The task:
Copy the records word for word, from their first line through the line that has "pixel 539 106".

START

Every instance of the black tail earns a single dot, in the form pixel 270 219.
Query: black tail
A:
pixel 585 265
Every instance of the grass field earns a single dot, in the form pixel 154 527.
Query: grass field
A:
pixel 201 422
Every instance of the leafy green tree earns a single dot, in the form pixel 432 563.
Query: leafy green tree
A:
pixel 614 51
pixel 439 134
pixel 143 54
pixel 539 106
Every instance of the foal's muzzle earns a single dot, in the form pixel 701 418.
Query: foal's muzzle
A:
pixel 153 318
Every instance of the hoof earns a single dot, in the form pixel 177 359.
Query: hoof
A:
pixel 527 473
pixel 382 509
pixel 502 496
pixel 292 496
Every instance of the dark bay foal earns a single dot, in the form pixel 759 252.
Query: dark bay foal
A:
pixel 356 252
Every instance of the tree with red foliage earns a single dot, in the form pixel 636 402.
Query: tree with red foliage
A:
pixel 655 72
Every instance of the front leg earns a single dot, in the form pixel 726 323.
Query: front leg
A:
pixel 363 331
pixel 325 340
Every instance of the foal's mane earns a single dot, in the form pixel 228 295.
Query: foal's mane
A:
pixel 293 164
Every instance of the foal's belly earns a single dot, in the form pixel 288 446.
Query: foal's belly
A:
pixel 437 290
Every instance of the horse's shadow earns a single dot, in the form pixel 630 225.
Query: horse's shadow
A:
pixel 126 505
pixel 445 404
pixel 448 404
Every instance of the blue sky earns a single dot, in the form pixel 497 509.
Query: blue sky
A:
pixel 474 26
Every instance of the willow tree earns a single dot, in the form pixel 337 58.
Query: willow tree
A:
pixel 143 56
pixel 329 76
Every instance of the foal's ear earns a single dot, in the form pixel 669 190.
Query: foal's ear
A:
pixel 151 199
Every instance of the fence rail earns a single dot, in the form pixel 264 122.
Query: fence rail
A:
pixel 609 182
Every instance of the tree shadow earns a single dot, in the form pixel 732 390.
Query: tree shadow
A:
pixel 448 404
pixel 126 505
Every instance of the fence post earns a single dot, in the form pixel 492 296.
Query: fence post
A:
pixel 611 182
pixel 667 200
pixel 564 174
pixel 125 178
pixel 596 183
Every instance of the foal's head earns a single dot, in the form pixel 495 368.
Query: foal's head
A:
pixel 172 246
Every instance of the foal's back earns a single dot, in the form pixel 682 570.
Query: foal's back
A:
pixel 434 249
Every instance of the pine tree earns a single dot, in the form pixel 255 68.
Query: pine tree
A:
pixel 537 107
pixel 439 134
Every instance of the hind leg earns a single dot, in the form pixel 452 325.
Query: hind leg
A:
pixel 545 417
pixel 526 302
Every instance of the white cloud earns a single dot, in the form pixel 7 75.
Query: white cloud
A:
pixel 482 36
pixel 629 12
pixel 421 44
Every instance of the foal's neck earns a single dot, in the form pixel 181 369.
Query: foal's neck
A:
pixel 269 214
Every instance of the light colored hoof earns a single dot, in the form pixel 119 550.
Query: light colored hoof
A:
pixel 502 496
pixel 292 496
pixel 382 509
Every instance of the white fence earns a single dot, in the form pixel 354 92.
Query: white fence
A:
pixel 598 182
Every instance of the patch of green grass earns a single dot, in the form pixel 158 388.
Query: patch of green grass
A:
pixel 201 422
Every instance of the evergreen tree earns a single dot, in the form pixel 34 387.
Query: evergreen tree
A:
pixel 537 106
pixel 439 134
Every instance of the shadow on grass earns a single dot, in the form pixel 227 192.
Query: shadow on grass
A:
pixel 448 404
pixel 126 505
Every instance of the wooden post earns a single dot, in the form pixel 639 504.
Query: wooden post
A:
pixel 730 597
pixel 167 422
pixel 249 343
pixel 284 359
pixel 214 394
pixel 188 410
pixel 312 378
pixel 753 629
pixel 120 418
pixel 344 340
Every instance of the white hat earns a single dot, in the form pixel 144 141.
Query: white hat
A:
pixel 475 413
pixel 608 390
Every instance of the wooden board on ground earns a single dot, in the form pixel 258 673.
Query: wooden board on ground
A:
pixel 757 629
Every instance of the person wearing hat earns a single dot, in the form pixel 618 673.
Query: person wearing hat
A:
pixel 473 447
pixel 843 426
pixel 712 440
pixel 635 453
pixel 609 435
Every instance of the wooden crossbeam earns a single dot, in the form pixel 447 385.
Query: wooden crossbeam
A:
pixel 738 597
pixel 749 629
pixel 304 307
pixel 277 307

END

Exercise result:
Every instance of the black tail earns a single dot, in the form pixel 270 219.
Query: black tail
A:
pixel 585 265
Every instance of the grass field earns a single dot, in the form pixel 154 527.
Query: grass field
A:
pixel 201 422
Every instance of the leafy green tree earns a single dot, in the form pixel 432 563.
Query: leafy green tree
A:
pixel 614 51
pixel 439 134
pixel 143 54
pixel 539 106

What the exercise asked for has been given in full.